Get the Recipe
Editor's Note: We're very excited to welcome writer, photographer, and cook Michael Harlan Turkell to the virtual pages of Serious Eats. In this series, Michael will share some of his favorite takes on grilling recipes from around the world, all focused on the interplay of vinegar and the grill—something he knows quite a bit about, as he traveled far and wide while writing his awesome vinegar-focused cookbook, Acid Trip (coming out in August 2017). You can preorder the book here.
I am forever grateful to Portuguese missionaries. In the mid-16th century, a large number sailed from Lisbon across vast oceans, stopping along the way in places like Goa, India, for cotton and spices and Macau, China, for silk before ultimately arriving in southern Japan, making the port of Nagasaki an important trade destination.
The word "nanban", which was originally the name used for the "southern barbarians" of Southeast Asia, was for some reason reassigned to these Portuguese travelers. But nowadays when you hear nanban in Japan, it's more likely to refer to a fried chicken dish that's made with a sweet-and-sour sauce called nanbansu, which is comprised of rice vinegar, mirin, soy sauce, and sugar.
That dish is made karaage-style, where the meat is marinated, then lightly dredged and deep fried. It's the most delicious chicken nuggets you'll ever have.
There are other iterations of nanban, including one known as nanbanzuke, in which a protein (usually small fish like smelt) is fried and then submerged in a tangy vinegar bath. The result is somewhat similar to a Mediterranean escabeche, which at one time was used by mariners to preserve food while at sea, practiced by the aforementioned Portuguese missionaries.
My first interaction with nanbansu was while eating chicken nanban in Tokyo at a late-night izakaya with a man named Uchibori, a celebrated world-class vinegar-maker best identified by his signature bow ties. A self-proclaimed "su-mellier" (su means vinegar in Japanese), Uchibori represents the most recent generation of his family's rice vinegar company, which is based in Gifu Prefecture and has been in operation since 1876. Uchibori now has a number of osuya, or vinegar shops, throughout Tokyo in department store depachika (basement-level food markets) that serve "drinking vinegars," a newer fad in Japan. But it's his family's komezu (rice vinegar) that has long been used as a base for many Japanese sauces. Uchibori's rice vinegar is so soft and round, unlike any other white vinegar I've ever had, that I'd happily drink it on its own.
Nanbansu is one of the most basic of Japanese vinegar-based sauces, and it is used both for marinating and dipping. Vinegar and mirin make up the majority of the blend, with the salty umami of the soy sauce and sweetness of the sugar there to balance out the tanginess.
This all-purpose sauce has become my go-to for marinating chicken, but it will also work well with other proteins, such as lean cuts of pork and white fish. Nanbansu is particularly ideal for grilling, because the sugars caramelize on the exterior of the chicken, leaving great grill marks and adding a pleasant texture, too. The vinegar marinade keeps the meat nice and moist, even while grilling at high heat.
I've found the sweet spot for marinating to be around 1 or 2 days, as anything longer will tighten up the meat. Because chicken breasts need a little less time on the grill than the thighs, I like to keep them on separate skewers. I tend to prefer the darker thigh meat, which stays juicier and becomes very crispy, almost like fried chicken.
Since the mirin and soy sauce both impart flavor and seasoning, there's little that has to be done to finish this dish, aside from waiting for it to cool down enough to eat and maybe sprinkling a little shichimi togariashi (seasoned chili powder) on it. I like to serve a little extra nanbansu on the side as a dipping sauce, which I know might seem overzealous, but isn't that how barbarians behave?

Stored records:
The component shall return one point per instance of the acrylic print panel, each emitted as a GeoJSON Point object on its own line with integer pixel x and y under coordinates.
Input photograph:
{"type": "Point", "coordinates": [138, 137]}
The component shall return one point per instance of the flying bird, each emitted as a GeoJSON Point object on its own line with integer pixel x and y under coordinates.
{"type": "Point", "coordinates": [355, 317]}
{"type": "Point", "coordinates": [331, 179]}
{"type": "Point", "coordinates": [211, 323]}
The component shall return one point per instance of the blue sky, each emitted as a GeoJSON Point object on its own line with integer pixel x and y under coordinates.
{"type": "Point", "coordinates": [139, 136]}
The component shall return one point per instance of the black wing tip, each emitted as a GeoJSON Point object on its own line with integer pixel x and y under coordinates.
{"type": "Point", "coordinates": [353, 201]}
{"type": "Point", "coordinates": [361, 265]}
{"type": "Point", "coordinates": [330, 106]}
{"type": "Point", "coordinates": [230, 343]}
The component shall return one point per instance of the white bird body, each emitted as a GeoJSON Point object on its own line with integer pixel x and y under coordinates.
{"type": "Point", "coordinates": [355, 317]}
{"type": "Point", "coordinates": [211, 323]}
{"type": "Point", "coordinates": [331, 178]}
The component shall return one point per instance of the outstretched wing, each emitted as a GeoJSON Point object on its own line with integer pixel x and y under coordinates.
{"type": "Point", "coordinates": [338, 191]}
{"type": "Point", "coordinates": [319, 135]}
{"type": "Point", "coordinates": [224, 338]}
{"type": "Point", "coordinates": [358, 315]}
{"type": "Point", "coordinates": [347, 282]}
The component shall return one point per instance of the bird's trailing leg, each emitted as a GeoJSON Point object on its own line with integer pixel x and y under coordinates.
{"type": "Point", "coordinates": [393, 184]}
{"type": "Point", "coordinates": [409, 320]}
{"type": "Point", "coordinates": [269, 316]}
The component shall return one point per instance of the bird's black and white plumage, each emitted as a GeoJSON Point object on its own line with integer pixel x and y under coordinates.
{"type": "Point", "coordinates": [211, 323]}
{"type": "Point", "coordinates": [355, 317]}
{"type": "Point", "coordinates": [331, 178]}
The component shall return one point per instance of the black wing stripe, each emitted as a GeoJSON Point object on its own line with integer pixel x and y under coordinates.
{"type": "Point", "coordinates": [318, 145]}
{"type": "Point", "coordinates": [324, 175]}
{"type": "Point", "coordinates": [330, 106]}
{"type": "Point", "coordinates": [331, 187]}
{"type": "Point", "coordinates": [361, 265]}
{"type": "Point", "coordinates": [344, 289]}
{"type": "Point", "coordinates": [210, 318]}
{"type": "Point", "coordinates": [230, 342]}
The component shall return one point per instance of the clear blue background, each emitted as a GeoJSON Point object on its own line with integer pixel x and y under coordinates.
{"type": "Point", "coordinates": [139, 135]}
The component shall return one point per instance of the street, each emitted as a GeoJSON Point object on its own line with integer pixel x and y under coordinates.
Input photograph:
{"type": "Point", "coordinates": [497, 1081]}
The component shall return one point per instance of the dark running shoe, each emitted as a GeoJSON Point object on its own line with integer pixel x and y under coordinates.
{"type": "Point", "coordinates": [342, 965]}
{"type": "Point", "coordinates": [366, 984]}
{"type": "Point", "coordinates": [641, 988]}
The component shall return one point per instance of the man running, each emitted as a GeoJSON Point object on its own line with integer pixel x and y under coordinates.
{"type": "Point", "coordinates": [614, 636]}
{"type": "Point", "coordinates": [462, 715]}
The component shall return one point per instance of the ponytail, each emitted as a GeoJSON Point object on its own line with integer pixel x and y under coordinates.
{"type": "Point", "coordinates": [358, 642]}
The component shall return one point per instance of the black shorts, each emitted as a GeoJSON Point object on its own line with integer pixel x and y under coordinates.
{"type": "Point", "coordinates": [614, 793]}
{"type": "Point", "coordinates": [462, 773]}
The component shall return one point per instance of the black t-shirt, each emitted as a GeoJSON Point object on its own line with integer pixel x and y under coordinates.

What is needed: From the piece on nanban chicken, extract the passage word for word, beginning at the words "Nanbansu is one" and stopping after "out the tanginess.".

Output for this exercise:
Nanbansu is one of the most basic of Japanese vinegar-based sauces, and it is used both for marinating and dipping. Vinegar and mirin make up the majority of the blend, with the salty umami of the soy sauce and sweetness of the sugar there to balance out the tanginess.